• [Excerpted text]:
◇ ◇ ◇ ◇ ◇ ◇ ◇

During the past year, agricultural publications, websites and seminars have warned about an inevitable downturn in commodity prices and the impact on land values when a drop in net farm income is realized. As 2013 unfolded and land value surveys were published, they all reflected a significant deceleration from the rapid increase in land values that had been realized during the previous three years.

Each successive report showed value increases getting smaller and smaller to the point of calling the land market flat. The latest report published last week by the Iowa Realtors Land Institute showed a -5.4 percent average state wide decline (Sep 13-Mar 14) and an annual decline of -4.2 percent (Apr 13-Mar 14).

 

Farmland Values

Anecdotal observations support these published reports. As corn prices continued to slide throughout 2013, land sale results became more variable. The days of each successive sale setting a record came to an end. As corn prices traded in the low $4 range, buyer caution took hold with many sales having fewer and less aggressive bidders. In some cases, seller expectations were unmet and for the first time in several years “no sales” were happening. However, this has not been a consistent trend and many farms continue to sell in the upper ranges. And as corn prices have rebounded to $5, we have observed a corresponding rebound in buyer willingness to aggressively pursue good quality land that fits well into their operation.

A recent blog post by Andrew Zellmer published on this website summarized the magnitude of the drop in crop insurance guaranteed income between 2013 and 2014, and how that drop in income – if maintained over an extended period – could negatively impact farmland values. Scroll to that blog post to see how the drop in corn price from $5.65 in 2013 to $4.62 for 2014 could potentially impact land prices.

◇ ◇ ◇ ◇ ◇ ◇ ◇

• [Data excerpts]:
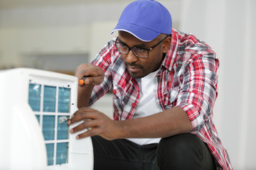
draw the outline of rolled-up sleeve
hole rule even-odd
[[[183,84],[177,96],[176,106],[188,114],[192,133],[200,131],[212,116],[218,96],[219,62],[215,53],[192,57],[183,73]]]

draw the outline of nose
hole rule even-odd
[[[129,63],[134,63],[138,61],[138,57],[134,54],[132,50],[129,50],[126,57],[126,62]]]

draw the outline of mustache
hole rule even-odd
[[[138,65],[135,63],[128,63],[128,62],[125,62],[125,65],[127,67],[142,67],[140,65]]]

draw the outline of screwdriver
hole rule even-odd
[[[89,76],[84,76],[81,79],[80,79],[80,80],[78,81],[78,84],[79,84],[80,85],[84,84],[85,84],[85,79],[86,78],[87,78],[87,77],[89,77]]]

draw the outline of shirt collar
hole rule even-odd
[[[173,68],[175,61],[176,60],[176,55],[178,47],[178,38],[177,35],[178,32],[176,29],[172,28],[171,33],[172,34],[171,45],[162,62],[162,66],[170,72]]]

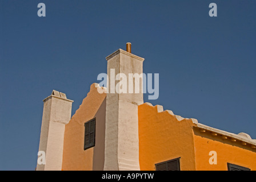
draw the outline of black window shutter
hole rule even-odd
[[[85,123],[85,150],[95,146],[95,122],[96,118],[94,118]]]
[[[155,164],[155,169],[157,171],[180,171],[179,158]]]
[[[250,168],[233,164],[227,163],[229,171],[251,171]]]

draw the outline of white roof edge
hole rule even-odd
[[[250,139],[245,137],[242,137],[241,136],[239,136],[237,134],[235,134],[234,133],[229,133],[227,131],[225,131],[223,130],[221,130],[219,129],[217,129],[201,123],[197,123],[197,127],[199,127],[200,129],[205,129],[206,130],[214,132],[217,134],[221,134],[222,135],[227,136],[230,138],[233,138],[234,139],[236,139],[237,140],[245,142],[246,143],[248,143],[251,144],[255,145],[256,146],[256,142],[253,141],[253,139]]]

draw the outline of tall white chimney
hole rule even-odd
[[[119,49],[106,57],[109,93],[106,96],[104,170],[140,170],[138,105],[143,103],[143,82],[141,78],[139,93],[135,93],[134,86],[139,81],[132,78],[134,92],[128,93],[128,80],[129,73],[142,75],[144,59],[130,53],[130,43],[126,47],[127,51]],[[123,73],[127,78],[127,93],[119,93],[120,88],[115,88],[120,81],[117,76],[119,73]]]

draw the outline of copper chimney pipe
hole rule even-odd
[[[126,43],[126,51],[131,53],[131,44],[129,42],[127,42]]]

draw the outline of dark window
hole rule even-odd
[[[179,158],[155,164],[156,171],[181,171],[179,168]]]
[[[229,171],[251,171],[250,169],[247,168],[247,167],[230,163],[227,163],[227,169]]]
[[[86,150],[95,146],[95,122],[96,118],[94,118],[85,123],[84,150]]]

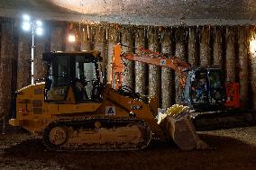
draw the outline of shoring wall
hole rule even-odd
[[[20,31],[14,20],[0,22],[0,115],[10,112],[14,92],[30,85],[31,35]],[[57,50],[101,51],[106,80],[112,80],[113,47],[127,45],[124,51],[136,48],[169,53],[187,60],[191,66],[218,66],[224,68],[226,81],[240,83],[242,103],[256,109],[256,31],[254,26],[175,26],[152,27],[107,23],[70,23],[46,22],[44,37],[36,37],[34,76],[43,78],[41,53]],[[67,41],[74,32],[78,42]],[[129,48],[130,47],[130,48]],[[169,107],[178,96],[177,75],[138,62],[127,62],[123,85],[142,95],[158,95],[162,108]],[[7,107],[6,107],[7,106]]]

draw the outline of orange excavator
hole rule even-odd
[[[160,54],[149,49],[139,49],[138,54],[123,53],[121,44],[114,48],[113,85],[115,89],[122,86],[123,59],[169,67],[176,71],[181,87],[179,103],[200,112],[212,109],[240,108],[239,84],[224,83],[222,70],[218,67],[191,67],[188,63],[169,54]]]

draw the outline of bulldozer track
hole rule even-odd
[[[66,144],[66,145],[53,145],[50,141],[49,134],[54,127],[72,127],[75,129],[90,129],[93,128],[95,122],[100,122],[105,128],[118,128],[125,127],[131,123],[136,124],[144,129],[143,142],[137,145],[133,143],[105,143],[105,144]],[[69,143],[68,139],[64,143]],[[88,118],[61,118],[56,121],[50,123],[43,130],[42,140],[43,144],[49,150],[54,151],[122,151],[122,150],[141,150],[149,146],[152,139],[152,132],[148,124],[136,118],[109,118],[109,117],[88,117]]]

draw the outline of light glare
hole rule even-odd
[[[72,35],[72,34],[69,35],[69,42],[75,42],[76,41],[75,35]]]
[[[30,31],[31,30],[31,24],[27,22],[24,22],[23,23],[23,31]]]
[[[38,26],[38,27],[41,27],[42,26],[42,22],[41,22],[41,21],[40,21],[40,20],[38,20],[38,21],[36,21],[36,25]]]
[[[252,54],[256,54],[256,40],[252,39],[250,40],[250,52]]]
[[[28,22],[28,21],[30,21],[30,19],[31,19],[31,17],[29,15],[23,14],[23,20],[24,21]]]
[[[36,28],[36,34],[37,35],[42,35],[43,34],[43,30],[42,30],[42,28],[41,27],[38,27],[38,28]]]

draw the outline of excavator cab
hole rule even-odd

◇ ◇ ◇ ◇ ◇ ◇ ◇

• [Your tasks]:
• A. Answer these questions using the passage on farmland values:
(i) What annual decline did the Iowa Realtors Land Institute report?
(ii) In what range were corn prices trading when buyer caution took hold?
(iii) What two corn prices does the passage give for 2013 and 2014?
• B. Proceed with the passage on farmland values, starting after its final sentence.

• [Exercise results]:
• A.
(i) An annual decline of -4.2 percent (Apr 13-Mar 14).
(ii) The low $4 range.
(iii) $5.65 for 2013 and $4.62 for 2014.

• B.
Bankers report drops in many of their customers’ net worth and working capital, due to 2012 crop inventory being sold at lower prices and the 2013 inventory being significantly below last year’s value. In addition, farmers are having a difficult time projecting net income levels that leave their bankers with a positive outlook. The following chart, “Beware of the Expense Tail” (Farrell Growth Group, LLC) sums up where many farmers find themselves going into 2014; in the “Lower/No Profits” zone.

 

Expense Trail

This part of the cycle will have significantly different impacts on farmers based on their financial position going into this phase, and how long it last. Two of the primary factors of comparison between the end of the land bull market in 1983 and today are 1) the leverage level of the farm sector and 2) the reaction to the changing economics by the farmers and their bankers. Today the farm sector as a whole has a debt-to-asset ratio of 10 percent, just half the leverage as in 1984.

However, the debt is more highly concentrated with 15 percent of the highest leveraged farms presently holding 50 percent of the total farm debt versus holding 30 percent in 1984. This means that 85 percent of farmers are in a position with little or no debt and able to not only handle a down cycle in net farm income, but will find opportunities during this period.  The 15 percent of highly leveraged farmers will have a difficult time adjusting. In fact, many are already under significant pressure.

During the past year there have been many articles about the “Wealth Effect” and how the response of farmers, and their bankers, to the Wealth Effect will be a major determinant in whether land values make a reasonable market adjustment or crash. Follow this link for a detailed reading about “The Wealth Effect in U.S. Agriculture” as published by the Federal Reserve Bank of Kansas City.

The Wealth Effect is created during prosperous periods with rising asset values, especially land. During these times, farmers spend more freely including more aggressively on capital items. When revenue declines the “wealth effect” leads farmers to borrow against their higher asset values to maintain this higher level of spending. This phenomenon is considered a significant factor in the farmland value collapse of the 1980s. So today, as farmers enter the “Lower/No Profits” phase, are they going to step up borrowing to maintain a higher level of spending?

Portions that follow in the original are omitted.